The problem: Starting with the line that contains "Q: Locate the utility", set down each line through the end of the entries below, exactly and with nothing added.

Recorded information:
════════
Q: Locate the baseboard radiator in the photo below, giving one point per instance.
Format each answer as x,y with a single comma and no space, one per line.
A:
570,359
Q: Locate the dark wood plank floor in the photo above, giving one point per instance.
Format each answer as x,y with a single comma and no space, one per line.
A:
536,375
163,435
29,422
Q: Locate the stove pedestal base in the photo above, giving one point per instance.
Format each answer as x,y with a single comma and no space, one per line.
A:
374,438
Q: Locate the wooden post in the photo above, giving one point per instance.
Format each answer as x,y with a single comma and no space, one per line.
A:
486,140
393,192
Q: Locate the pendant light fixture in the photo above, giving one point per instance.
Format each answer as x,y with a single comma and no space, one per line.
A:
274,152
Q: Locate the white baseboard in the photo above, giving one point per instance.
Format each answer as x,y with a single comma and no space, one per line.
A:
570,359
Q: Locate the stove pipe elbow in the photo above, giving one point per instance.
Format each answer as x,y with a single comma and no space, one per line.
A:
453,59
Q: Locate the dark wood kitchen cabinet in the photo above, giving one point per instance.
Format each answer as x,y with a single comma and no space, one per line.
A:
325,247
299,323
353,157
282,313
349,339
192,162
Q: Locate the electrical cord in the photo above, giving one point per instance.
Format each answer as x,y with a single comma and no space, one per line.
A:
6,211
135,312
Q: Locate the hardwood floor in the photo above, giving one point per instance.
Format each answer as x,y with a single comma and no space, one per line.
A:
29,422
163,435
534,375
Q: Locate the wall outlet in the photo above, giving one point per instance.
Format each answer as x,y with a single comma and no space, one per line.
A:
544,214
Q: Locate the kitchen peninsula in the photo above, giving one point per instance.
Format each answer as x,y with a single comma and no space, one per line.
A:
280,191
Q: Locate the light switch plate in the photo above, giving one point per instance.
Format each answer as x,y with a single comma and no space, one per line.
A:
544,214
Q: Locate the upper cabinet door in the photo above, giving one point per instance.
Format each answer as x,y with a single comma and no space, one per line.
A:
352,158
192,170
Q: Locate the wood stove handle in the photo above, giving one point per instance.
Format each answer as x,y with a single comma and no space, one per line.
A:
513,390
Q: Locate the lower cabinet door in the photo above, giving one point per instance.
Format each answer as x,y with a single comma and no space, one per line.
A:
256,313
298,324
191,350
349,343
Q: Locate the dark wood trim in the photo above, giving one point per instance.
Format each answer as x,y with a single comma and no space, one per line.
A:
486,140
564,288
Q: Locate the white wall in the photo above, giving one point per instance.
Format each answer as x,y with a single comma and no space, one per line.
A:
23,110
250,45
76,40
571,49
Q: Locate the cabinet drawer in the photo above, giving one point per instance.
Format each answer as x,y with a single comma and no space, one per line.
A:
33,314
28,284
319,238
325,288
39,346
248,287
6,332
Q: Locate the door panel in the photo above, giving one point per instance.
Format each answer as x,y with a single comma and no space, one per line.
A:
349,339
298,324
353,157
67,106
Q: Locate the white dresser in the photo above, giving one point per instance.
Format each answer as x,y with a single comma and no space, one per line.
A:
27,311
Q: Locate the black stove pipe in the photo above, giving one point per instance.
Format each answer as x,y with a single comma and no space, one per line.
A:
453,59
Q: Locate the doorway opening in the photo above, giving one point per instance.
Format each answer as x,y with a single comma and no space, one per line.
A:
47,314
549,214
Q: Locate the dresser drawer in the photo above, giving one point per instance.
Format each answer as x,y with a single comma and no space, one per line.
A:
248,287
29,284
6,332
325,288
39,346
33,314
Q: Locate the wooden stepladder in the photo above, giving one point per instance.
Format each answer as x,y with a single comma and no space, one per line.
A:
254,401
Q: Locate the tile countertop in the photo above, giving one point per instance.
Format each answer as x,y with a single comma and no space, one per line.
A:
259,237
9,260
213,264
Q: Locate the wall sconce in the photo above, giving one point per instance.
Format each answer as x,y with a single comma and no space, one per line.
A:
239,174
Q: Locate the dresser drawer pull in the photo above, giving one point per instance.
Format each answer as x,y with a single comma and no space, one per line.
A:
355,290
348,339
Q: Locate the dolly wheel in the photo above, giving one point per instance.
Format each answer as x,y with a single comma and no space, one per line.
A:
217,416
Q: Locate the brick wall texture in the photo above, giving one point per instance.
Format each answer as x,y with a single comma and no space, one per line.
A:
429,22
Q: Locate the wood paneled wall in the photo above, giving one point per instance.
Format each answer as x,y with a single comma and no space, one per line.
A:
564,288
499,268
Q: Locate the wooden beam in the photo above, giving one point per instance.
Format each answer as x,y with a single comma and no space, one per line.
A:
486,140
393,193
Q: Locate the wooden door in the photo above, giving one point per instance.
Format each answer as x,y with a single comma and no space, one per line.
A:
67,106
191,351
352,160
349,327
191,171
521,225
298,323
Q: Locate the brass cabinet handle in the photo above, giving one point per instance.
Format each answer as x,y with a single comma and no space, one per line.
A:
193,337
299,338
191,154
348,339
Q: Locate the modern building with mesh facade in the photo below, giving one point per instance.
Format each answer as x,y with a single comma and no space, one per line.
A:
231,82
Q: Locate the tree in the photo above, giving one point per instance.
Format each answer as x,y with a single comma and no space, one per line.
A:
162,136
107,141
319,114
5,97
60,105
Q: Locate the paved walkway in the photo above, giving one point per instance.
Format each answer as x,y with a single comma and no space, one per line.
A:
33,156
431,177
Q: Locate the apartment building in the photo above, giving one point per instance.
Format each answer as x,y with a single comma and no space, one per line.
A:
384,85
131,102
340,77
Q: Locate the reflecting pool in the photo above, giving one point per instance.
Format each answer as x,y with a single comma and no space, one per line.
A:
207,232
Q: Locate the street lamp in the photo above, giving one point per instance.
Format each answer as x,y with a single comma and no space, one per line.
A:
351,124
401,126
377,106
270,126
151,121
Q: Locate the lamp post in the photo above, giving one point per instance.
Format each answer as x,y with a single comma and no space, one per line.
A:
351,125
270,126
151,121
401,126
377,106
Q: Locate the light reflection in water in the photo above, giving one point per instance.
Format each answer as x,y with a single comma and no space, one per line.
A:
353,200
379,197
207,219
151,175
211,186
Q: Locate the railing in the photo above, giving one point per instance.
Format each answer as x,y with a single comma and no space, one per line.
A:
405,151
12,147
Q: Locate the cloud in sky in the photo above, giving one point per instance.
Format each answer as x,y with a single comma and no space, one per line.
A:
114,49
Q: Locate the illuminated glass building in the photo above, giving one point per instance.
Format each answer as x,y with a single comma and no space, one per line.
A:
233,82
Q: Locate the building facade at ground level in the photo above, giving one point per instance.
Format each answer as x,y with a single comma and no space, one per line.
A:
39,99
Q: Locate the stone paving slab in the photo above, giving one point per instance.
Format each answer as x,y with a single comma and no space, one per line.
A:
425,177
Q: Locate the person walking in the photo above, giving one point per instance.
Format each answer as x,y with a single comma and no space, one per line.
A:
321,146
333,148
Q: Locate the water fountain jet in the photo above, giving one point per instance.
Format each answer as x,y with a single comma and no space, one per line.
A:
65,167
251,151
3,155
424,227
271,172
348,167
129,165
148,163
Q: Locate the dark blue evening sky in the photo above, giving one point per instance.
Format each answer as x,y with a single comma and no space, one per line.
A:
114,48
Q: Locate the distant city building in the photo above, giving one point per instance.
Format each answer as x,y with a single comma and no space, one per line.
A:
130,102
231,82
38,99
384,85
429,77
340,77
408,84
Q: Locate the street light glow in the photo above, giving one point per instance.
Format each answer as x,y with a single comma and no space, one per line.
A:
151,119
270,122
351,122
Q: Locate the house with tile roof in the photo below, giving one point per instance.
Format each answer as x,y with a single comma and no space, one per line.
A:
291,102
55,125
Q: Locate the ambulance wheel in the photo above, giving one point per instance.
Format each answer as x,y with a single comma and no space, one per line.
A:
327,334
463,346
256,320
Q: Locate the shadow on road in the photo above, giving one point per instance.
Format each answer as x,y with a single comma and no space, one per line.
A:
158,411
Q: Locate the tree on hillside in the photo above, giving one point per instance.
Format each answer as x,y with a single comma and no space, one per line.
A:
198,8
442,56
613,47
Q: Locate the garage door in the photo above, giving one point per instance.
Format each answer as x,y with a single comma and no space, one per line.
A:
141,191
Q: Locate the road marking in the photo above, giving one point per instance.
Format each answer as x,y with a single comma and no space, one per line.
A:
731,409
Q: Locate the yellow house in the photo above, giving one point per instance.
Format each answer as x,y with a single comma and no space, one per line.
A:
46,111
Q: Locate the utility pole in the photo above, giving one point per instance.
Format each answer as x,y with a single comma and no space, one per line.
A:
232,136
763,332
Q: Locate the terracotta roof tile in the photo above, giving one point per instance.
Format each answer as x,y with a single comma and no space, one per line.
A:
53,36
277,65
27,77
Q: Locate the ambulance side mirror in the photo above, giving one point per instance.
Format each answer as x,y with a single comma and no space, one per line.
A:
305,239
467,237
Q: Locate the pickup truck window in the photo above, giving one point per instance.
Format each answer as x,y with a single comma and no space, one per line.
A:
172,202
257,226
════════
Full response:
Q: Locate the utility pole in the photo above, giving one point per instance.
Format each answer as x,y with a single comma and no space, one per line.
A:
232,136
763,332
Q: Locate the terracotta roof tile in the photo above, giving one point per instance.
Format each answer as x,y with a single comma and no space, one per line.
A:
53,36
277,65
27,77
Q: Locate the ambulance side mirror in the photo above, giving one point per instance.
Format each answer as x,y with a single comma and no space, one per line.
A:
305,239
467,237
Q: Locate the pickup truck window in the photo above, giving one point per instance.
Format each answer as x,y with a single comma and no space, one per line.
A:
172,202
257,226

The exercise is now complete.